BEGIN DATASET

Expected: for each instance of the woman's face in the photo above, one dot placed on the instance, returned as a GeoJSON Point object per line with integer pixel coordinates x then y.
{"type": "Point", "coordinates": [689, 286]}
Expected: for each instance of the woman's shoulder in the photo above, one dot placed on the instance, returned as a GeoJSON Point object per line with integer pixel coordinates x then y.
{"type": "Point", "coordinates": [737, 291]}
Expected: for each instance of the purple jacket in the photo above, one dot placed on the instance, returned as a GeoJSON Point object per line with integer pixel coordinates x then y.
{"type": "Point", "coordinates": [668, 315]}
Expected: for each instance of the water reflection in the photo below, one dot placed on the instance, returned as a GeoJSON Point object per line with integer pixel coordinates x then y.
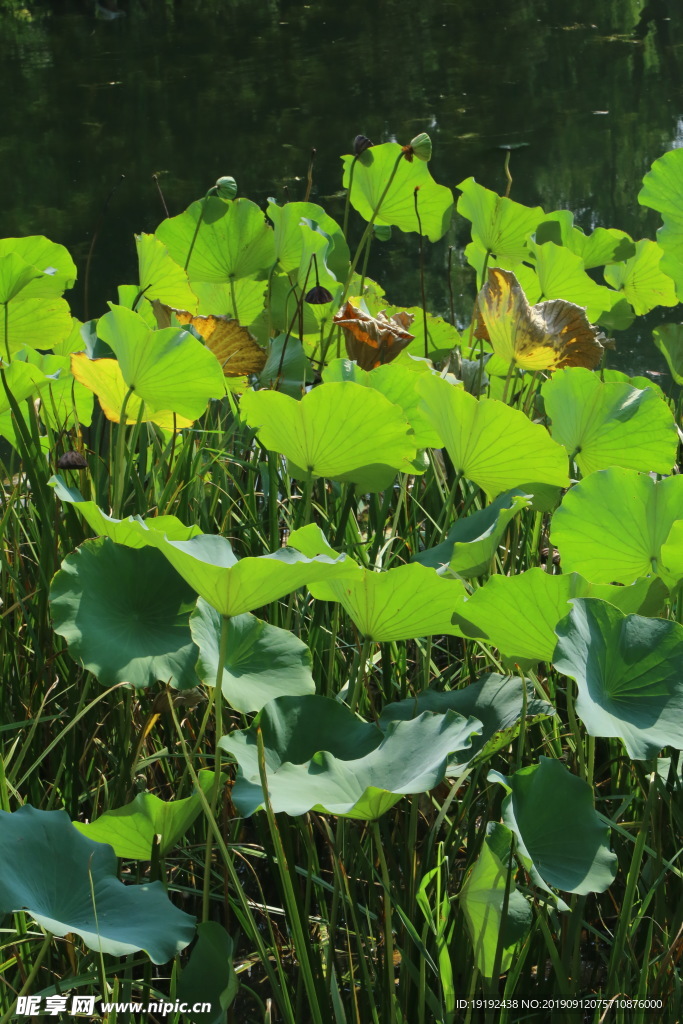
{"type": "Point", "coordinates": [247, 89]}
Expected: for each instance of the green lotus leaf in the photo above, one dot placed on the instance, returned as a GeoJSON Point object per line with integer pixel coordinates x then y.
{"type": "Point", "coordinates": [610, 526]}
{"type": "Point", "coordinates": [55, 270]}
{"type": "Point", "coordinates": [561, 275]}
{"type": "Point", "coordinates": [133, 531]}
{"type": "Point", "coordinates": [132, 829]}
{"type": "Point", "coordinates": [499, 224]}
{"type": "Point", "coordinates": [396, 382]}
{"type": "Point", "coordinates": [292, 221]}
{"type": "Point", "coordinates": [244, 301]}
{"type": "Point", "coordinates": [603, 425]}
{"type": "Point", "coordinates": [669, 339]}
{"type": "Point", "coordinates": [401, 603]}
{"type": "Point", "coordinates": [518, 613]}
{"type": "Point", "coordinates": [371, 175]}
{"type": "Point", "coordinates": [487, 908]}
{"type": "Point", "coordinates": [629, 671]}
{"type": "Point", "coordinates": [233, 240]}
{"type": "Point", "coordinates": [603, 245]}
{"type": "Point", "coordinates": [161, 276]}
{"type": "Point", "coordinates": [232, 587]}
{"type": "Point", "coordinates": [663, 190]}
{"type": "Point", "coordinates": [496, 446]}
{"type": "Point", "coordinates": [562, 841]}
{"type": "Point", "coordinates": [63, 401]}
{"type": "Point", "coordinates": [318, 756]}
{"type": "Point", "coordinates": [334, 429]}
{"type": "Point", "coordinates": [441, 336]}
{"type": "Point", "coordinates": [168, 369]}
{"type": "Point", "coordinates": [124, 613]}
{"type": "Point", "coordinates": [40, 324]}
{"type": "Point", "coordinates": [616, 377]}
{"type": "Point", "coordinates": [69, 883]}
{"type": "Point", "coordinates": [641, 280]}
{"type": "Point", "coordinates": [261, 662]}
{"type": "Point", "coordinates": [473, 540]}
{"type": "Point", "coordinates": [209, 976]}
{"type": "Point", "coordinates": [496, 700]}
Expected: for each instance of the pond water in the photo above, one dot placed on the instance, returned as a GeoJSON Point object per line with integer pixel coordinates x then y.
{"type": "Point", "coordinates": [587, 95]}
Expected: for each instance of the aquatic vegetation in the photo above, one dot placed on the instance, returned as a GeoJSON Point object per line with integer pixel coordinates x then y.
{"type": "Point", "coordinates": [370, 676]}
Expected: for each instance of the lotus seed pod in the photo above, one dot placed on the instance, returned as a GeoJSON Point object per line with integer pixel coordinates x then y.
{"type": "Point", "coordinates": [317, 296]}
{"type": "Point", "coordinates": [226, 187]}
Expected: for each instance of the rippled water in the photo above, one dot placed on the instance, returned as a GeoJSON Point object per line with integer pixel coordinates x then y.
{"type": "Point", "coordinates": [588, 95]}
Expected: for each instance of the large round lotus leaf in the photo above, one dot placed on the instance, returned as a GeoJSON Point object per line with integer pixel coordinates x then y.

END DATASET

DESCRIPTION OF THE TASK » Reproduce every item above, swapping "dot" for "marker" wherever it occurs and changing nothing else. Omit the pictures from your answer.

PROBLEM SOLUTION »
Expected: for each instance of the woman's face in the photo above, one marker placed on the instance, returned as a GeoJSON Point object per line with integer pixel coordinates x then y.
{"type": "Point", "coordinates": [689, 286]}
Expected: for each instance of the woman's shoulder in the photo above, one marker placed on the instance, returned as a GeoJSON Point object per line with integer pixel coordinates x then y.
{"type": "Point", "coordinates": [737, 291]}
Expected: for each instance of the purple jacket in the photo above, one marker placed on the instance, returned as a GeoJSON Point object per line with integer pixel coordinates x then y.
{"type": "Point", "coordinates": [668, 315]}
Expected: for each instance of the water reflection in the photo below, one marker placed on the instance, returned as a GeoJSON Point object per line with integer pixel coordinates x then y.
{"type": "Point", "coordinates": [247, 89]}
Expected: for each instance of the green lotus leaf in the photo above, one marker placed on the instance, returned as a GeoJSON Point object per line with integer pixel coordinates x then y.
{"type": "Point", "coordinates": [610, 526]}
{"type": "Point", "coordinates": [55, 270]}
{"type": "Point", "coordinates": [561, 275]}
{"type": "Point", "coordinates": [133, 531]}
{"type": "Point", "coordinates": [132, 829]}
{"type": "Point", "coordinates": [499, 224]}
{"type": "Point", "coordinates": [396, 382]}
{"type": "Point", "coordinates": [292, 221]}
{"type": "Point", "coordinates": [244, 301]}
{"type": "Point", "coordinates": [603, 425]}
{"type": "Point", "coordinates": [669, 339]}
{"type": "Point", "coordinates": [401, 603]}
{"type": "Point", "coordinates": [518, 613]}
{"type": "Point", "coordinates": [371, 175]}
{"type": "Point", "coordinates": [487, 908]}
{"type": "Point", "coordinates": [629, 671]}
{"type": "Point", "coordinates": [233, 240]}
{"type": "Point", "coordinates": [603, 245]}
{"type": "Point", "coordinates": [161, 276]}
{"type": "Point", "coordinates": [232, 587]}
{"type": "Point", "coordinates": [663, 190]}
{"type": "Point", "coordinates": [496, 446]}
{"type": "Point", "coordinates": [562, 841]}
{"type": "Point", "coordinates": [63, 401]}
{"type": "Point", "coordinates": [318, 756]}
{"type": "Point", "coordinates": [334, 429]}
{"type": "Point", "coordinates": [441, 336]}
{"type": "Point", "coordinates": [168, 369]}
{"type": "Point", "coordinates": [124, 613]}
{"type": "Point", "coordinates": [40, 324]}
{"type": "Point", "coordinates": [616, 377]}
{"type": "Point", "coordinates": [69, 883]}
{"type": "Point", "coordinates": [641, 280]}
{"type": "Point", "coordinates": [261, 662]}
{"type": "Point", "coordinates": [473, 540]}
{"type": "Point", "coordinates": [209, 976]}
{"type": "Point", "coordinates": [496, 700]}
Expected: for each instance of the pond water in the photo above, one marker placed on the instance, returned as a GeoJSON Point object per line with integer pixel coordinates x then y.
{"type": "Point", "coordinates": [587, 95]}
Expected: for each instance of the aquatic vegetation in the photo above, one marker placed on the instance, returned as a GeoJSON Point object per line with integer pixel coordinates x then y.
{"type": "Point", "coordinates": [370, 676]}
Expected: for each instance of the lotus seed pod in the photo above, one marker placed on the instance, returned as a GeoJSON Point object per line with integer pixel coordinates x then y.
{"type": "Point", "coordinates": [317, 296]}
{"type": "Point", "coordinates": [226, 187]}
Expected: for each instance of the rippled water in the photo above, one marker placed on the instance, returned as a GeoJSON Point object per line with integer pixel coordinates x then y.
{"type": "Point", "coordinates": [588, 95]}
Expected: for each instance of the large round lotus leaf in the photo above, one marker placed on the instance, returned as a GeoJSON Point object per line with integer pixel coordinates x then y.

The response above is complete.